Among the entries below, how many lines contain the string "building"? Reply with that number alone.

* [Provided data]:
● ● ● ● ●

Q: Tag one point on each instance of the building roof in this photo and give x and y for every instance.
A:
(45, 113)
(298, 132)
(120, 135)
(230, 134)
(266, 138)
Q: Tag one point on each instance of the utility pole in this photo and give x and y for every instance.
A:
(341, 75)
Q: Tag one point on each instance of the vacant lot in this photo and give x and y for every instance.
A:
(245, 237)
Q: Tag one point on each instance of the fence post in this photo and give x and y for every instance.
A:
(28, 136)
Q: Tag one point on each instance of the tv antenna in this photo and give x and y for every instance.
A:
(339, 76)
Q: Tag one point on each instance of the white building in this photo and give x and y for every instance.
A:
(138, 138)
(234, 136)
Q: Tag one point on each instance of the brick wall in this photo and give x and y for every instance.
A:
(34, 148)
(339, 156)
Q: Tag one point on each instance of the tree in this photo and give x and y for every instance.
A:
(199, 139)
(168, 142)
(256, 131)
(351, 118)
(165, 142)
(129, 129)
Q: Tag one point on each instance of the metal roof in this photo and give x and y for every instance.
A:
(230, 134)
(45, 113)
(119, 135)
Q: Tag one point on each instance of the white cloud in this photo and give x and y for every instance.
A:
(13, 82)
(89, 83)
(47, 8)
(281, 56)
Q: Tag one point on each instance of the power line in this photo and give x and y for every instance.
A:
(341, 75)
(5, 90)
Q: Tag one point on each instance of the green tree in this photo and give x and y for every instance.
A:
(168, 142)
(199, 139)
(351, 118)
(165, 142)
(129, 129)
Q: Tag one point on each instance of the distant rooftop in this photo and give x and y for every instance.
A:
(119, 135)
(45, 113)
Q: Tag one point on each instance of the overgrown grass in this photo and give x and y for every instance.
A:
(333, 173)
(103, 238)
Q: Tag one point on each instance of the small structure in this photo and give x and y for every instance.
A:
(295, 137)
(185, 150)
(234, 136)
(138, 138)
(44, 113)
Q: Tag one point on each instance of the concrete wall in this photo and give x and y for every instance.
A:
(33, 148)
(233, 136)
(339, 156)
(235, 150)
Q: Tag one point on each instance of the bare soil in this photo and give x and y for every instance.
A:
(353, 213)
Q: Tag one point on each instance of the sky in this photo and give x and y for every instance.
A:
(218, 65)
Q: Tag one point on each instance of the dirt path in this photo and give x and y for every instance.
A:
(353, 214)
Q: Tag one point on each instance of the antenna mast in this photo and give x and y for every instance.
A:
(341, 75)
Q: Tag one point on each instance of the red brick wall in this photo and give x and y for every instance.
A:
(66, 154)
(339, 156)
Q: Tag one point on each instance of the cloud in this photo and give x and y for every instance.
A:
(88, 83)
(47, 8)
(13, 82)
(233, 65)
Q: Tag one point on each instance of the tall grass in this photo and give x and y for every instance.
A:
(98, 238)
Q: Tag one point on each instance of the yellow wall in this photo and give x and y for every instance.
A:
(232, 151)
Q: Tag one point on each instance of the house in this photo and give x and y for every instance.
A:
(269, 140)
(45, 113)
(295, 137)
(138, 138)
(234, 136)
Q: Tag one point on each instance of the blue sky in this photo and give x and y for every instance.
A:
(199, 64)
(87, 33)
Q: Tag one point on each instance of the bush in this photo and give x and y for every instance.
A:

● ● ● ● ●

* [Result]: 2